Copy out every record below with complete accuracy.

— Source data —
###
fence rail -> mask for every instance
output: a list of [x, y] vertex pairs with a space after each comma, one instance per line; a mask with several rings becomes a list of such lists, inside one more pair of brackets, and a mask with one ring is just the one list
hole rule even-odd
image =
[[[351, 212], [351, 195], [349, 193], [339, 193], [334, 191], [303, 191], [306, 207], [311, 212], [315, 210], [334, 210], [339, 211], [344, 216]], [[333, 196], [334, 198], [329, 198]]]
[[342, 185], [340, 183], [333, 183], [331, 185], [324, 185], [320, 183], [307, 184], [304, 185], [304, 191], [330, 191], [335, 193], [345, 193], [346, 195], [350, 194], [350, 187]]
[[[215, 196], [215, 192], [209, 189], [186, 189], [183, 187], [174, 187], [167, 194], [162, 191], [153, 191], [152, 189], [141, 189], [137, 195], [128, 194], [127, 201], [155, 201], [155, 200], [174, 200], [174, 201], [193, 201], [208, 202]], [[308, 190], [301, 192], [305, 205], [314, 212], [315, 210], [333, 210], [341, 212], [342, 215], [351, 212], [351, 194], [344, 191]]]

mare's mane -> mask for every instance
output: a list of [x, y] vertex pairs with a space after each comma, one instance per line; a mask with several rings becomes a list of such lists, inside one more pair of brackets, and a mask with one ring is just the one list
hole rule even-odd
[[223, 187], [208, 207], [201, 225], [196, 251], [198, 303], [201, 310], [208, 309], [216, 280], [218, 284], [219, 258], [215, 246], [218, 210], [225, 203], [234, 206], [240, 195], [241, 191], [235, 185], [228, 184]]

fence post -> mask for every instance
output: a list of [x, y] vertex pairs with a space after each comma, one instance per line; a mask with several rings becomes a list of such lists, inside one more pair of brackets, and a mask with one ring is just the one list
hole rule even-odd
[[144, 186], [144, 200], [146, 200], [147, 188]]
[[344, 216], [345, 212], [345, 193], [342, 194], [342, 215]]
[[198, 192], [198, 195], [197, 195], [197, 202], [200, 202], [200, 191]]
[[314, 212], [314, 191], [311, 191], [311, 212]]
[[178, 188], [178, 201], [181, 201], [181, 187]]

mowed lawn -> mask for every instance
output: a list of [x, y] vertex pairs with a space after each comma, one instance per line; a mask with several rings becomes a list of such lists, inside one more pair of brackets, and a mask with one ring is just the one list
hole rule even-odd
###
— Exercise response —
fence rail -> mask for every instance
output: a list of [x, y] vertex pairs with a space after each comma, one instance per line; a mask with several rings becomes a list of such lists, inside one more pair of brackets, and a mask with one ring is just the one list
hole rule even-odd
image =
[[[351, 212], [351, 195], [349, 193], [339, 193], [334, 191], [303, 191], [306, 207], [311, 212], [315, 210], [334, 210], [339, 211], [344, 216]], [[333, 196], [334, 198], [329, 198]]]
[[342, 185], [340, 183], [333, 183], [331, 185], [324, 185], [320, 183], [307, 184], [304, 185], [304, 191], [330, 191], [335, 193], [345, 193], [346, 195], [350, 194], [350, 187]]
[[[215, 196], [215, 192], [209, 189], [186, 189], [183, 187], [174, 187], [167, 194], [162, 191], [153, 191], [152, 189], [141, 189], [137, 195], [128, 194], [127, 201], [155, 201], [155, 200], [174, 200], [174, 201], [193, 201], [208, 202]], [[308, 190], [301, 192], [305, 205], [314, 212], [315, 210], [333, 210], [341, 212], [342, 215], [351, 212], [351, 194], [344, 191]]]

mare's mane -> mask for every instance
output: a list of [x, y] vertex pairs with a space after each comma, one instance per line; a mask with several rings becomes a list of such lists, inside one more pair of brackets, and a mask with one ring is just the one list
hole rule even-odd
[[223, 187], [208, 207], [201, 225], [196, 251], [198, 303], [201, 310], [208, 309], [216, 280], [218, 284], [219, 258], [215, 246], [218, 210], [225, 203], [234, 206], [240, 195], [241, 191], [235, 185], [228, 184]]

fence post -> mask for every instance
output: a list of [x, y] vertex pairs with a space after each comma, one instance per line; a mask with several rings becomes a list of such lists, inside one more pair of brackets, and a mask with one ring is just the one list
hole rule even-odd
[[144, 186], [144, 200], [146, 200], [147, 188]]
[[344, 216], [345, 212], [345, 193], [342, 194], [342, 215]]
[[198, 192], [198, 195], [197, 195], [197, 202], [200, 202], [200, 191]]
[[314, 212], [314, 191], [311, 191], [311, 212]]
[[178, 188], [178, 201], [181, 201], [181, 187]]

mowed lawn -> mask for every instance
output: a list of [x, y] vertex pairs with a space after each comma, one instance per line; a mask with several rings becomes a list of such lists, inside one more pair of brackets, and a mask with one ring is just the one list
hole rule even-odd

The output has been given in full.